((

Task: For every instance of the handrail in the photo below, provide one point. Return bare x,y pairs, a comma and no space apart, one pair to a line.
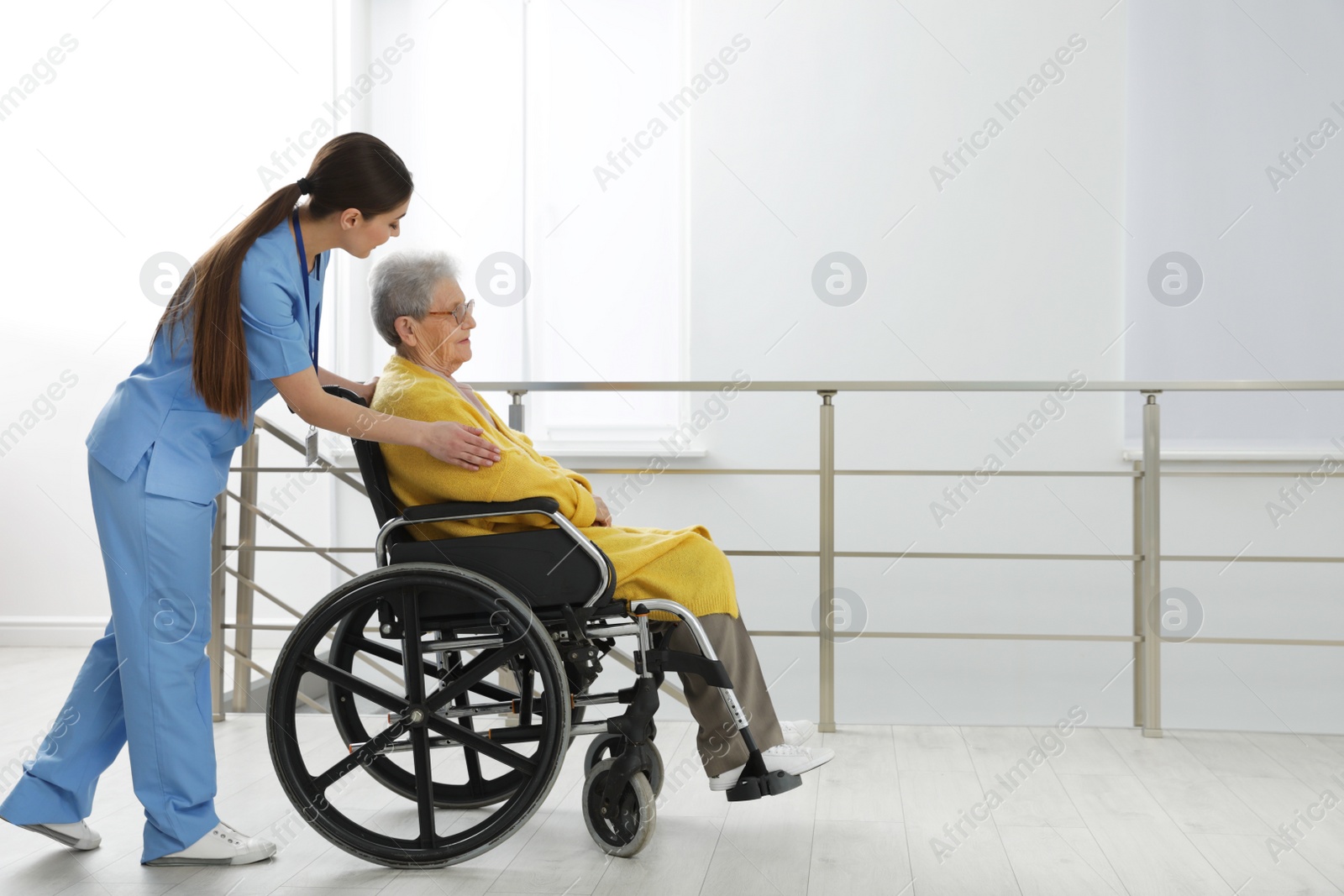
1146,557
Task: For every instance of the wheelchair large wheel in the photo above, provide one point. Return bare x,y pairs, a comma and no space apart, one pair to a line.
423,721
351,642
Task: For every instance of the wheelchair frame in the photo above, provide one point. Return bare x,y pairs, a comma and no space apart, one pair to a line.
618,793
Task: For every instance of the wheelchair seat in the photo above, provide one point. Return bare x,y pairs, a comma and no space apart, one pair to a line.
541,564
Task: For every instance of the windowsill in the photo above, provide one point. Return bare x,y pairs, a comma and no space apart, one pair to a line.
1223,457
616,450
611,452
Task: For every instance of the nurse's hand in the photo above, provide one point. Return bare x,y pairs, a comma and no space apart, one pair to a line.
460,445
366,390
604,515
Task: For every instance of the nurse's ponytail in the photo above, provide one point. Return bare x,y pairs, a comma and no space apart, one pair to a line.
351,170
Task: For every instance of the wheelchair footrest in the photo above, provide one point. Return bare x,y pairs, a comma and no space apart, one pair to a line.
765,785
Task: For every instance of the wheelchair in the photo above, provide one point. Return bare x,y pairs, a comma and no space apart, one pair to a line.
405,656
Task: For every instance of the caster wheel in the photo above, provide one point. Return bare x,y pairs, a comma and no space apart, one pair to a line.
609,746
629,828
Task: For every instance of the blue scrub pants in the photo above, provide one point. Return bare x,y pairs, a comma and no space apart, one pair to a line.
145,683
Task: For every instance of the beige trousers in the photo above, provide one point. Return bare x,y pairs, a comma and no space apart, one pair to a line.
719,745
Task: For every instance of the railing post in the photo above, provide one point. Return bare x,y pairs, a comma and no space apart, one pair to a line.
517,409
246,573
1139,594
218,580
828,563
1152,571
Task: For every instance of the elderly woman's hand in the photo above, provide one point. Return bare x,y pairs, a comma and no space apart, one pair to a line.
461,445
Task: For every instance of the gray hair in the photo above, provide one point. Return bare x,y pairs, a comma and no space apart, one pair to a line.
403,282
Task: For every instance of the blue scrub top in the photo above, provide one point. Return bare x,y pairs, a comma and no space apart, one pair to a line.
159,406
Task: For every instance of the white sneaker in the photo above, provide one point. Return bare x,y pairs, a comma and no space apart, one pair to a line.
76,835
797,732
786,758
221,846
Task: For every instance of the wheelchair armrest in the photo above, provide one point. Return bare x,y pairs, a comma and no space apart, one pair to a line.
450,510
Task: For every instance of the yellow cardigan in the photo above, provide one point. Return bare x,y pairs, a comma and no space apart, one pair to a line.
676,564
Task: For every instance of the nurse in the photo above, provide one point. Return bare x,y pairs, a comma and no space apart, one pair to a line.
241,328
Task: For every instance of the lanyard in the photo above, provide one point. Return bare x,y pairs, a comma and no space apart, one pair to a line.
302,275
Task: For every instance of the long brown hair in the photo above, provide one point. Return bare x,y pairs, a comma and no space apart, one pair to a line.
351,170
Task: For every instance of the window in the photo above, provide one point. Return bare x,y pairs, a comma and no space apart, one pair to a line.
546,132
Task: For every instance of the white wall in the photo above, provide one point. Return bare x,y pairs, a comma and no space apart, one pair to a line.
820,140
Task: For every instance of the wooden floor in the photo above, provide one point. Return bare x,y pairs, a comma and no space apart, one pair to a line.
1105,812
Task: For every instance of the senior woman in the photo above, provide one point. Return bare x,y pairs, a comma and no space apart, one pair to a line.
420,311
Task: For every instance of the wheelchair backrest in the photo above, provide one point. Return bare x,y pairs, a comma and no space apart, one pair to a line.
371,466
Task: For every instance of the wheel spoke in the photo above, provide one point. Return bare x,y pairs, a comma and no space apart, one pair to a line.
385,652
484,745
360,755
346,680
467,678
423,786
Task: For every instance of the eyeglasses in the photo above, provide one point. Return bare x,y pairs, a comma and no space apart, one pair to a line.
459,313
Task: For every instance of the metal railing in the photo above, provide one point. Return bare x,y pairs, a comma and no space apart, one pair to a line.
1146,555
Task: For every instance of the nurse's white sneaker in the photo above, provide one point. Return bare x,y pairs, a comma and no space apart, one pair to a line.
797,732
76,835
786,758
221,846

))
((

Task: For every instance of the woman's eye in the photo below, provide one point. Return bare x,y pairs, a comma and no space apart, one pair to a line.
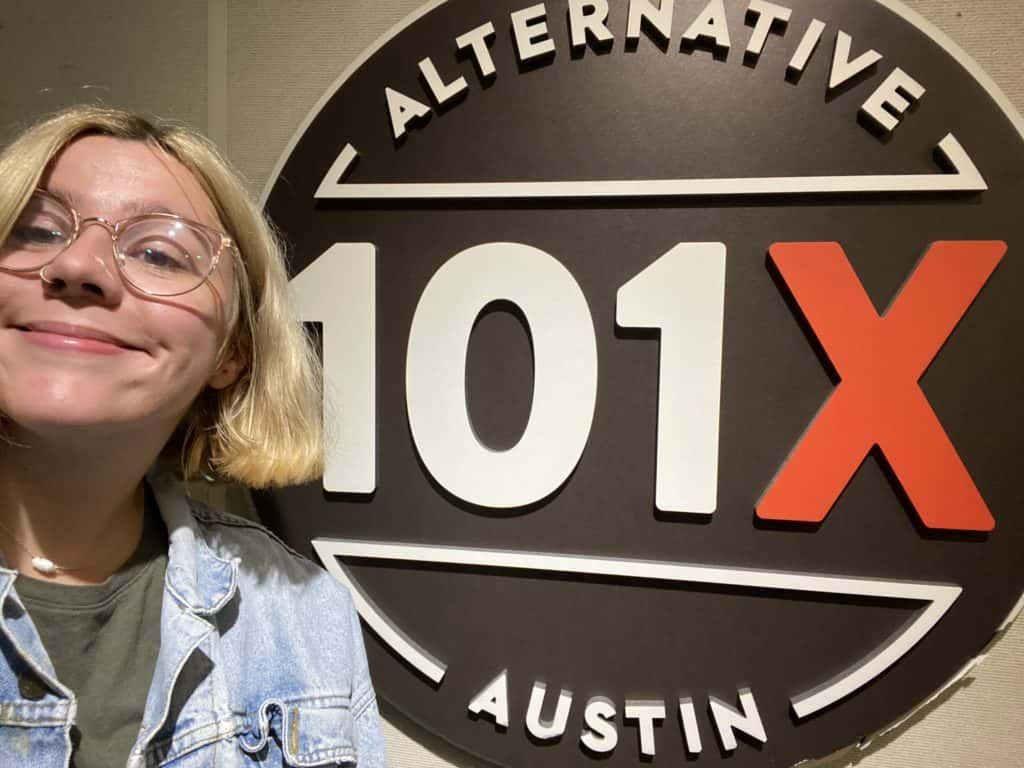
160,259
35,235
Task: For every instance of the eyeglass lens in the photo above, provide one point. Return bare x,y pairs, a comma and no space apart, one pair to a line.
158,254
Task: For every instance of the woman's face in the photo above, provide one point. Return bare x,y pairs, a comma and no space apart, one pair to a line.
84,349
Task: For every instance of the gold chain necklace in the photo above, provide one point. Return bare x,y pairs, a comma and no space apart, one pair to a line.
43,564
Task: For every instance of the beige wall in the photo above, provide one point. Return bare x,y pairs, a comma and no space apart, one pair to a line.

))
((

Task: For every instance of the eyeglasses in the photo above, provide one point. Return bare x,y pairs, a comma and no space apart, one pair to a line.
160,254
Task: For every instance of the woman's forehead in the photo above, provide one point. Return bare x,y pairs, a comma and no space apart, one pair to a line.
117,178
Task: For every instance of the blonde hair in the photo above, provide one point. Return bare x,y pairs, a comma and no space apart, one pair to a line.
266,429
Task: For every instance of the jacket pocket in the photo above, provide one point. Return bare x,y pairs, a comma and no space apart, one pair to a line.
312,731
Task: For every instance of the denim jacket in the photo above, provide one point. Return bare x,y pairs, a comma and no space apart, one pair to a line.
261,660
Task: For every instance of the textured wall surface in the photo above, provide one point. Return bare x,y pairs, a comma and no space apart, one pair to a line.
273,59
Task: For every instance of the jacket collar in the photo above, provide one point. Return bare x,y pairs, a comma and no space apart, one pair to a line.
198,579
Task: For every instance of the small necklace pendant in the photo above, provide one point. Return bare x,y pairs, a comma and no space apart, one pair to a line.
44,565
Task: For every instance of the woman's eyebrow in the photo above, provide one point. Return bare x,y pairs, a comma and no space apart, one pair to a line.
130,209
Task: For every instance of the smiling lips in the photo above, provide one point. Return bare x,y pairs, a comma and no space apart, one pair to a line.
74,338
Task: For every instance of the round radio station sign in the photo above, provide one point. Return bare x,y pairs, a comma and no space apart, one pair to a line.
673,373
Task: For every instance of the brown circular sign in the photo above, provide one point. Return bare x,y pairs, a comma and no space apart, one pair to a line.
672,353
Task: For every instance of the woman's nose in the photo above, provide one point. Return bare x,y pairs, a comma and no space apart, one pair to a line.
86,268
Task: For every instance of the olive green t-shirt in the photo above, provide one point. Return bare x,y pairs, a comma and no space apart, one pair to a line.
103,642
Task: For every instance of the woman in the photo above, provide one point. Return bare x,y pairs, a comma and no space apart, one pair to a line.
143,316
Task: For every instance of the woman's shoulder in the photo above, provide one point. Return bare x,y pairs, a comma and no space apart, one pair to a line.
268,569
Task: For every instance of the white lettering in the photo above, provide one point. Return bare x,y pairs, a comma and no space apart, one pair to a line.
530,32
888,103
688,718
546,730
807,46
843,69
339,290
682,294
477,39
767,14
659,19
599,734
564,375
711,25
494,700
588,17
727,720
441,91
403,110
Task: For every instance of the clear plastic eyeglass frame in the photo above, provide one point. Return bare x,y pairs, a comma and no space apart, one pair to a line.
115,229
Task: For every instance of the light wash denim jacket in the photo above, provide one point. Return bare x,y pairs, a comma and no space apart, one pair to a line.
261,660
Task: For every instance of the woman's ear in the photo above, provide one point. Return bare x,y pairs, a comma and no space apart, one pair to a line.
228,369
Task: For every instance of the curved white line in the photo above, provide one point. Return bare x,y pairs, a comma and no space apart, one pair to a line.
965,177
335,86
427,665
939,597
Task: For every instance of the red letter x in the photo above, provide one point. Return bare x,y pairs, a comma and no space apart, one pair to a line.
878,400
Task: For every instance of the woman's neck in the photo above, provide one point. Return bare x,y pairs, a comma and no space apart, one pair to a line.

))

Write down again, exactly as given, only the lines above that fall from the line with "Task: For every instance of the woman's face" to the line with "Task: For every instance of the beige wall", inclusive.

Exercise answer:
Task: For every instance of the woman's face in the photo above, provide one point. Return bare x,y pairs, a comma and no space apart, one pair to a line.
84,349
Task: For every instance of the gold chain necklace in the photo above, provide one point. Return bare x,y pairs, a comma and no space apart, one pair to a line.
43,564
Task: For every instance of the beige wall in the photo above, provide one point. Return bare x,y pairs, a comma and no space apart, one pair to a line.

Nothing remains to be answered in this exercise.